> **WORK INSTRUCTIONS**
Turn the listing below into a JSON list of strings, beginning at the line that contains "Mark every instance of the red" and running through the end of the listing. Use one string per line and leave out blank lines.

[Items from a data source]

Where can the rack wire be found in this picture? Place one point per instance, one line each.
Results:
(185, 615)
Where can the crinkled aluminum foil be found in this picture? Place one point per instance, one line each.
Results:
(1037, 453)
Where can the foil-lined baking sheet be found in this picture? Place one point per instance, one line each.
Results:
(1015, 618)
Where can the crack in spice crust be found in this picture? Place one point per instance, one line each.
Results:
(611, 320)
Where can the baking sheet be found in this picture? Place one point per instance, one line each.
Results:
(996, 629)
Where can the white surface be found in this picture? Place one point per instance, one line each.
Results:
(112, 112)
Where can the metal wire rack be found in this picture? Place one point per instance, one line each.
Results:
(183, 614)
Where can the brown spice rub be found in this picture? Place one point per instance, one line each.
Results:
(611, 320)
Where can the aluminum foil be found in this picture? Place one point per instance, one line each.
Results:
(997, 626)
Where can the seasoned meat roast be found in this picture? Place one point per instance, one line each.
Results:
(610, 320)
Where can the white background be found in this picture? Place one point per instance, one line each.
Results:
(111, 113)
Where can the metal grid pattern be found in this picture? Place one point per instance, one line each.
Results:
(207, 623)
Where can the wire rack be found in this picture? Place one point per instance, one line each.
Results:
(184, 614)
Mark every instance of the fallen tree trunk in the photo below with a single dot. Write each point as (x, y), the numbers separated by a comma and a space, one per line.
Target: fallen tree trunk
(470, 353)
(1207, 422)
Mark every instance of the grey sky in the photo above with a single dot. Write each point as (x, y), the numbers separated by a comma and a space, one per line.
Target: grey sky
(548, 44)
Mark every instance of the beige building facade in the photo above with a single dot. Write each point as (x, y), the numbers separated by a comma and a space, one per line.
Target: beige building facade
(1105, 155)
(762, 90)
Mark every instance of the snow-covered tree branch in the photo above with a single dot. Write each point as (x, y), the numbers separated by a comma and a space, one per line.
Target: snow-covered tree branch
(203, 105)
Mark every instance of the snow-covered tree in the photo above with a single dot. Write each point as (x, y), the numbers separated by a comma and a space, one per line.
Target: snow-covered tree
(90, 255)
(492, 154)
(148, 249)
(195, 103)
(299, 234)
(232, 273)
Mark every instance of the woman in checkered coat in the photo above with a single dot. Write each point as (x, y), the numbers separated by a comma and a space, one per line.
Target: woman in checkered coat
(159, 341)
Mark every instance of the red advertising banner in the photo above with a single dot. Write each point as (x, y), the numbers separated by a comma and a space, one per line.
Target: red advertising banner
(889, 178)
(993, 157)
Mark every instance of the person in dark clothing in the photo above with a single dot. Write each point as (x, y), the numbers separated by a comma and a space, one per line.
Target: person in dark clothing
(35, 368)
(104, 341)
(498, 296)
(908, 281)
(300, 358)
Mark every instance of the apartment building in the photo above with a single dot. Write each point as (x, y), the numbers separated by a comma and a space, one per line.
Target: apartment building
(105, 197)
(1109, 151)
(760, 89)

> **TASK RESULT**
[
  "Mark every instance of the red advertising banner in the photo above with a single dot. Write each point as (x, y), the numbers separated by a comma and a space, one per line.",
  "Target: red advertising banner",
  "(889, 178)",
  "(993, 157)",
  "Mark every instance of the person in dark clothing in the photo above with a single dot. Write each point as (x, y), the numbers separated by a comma and a space, one per line.",
  "Target: person in dark clothing",
  "(35, 368)",
  "(104, 341)",
  "(498, 296)",
  "(908, 281)",
  "(300, 358)",
  "Mark every instance of the apartment building in the photo above with a single dot. Write each point as (x, y), the numbers separated by a comma and a space, one per line.",
  "Target: apartment building",
  "(105, 197)",
  "(1109, 151)",
  "(760, 89)"
]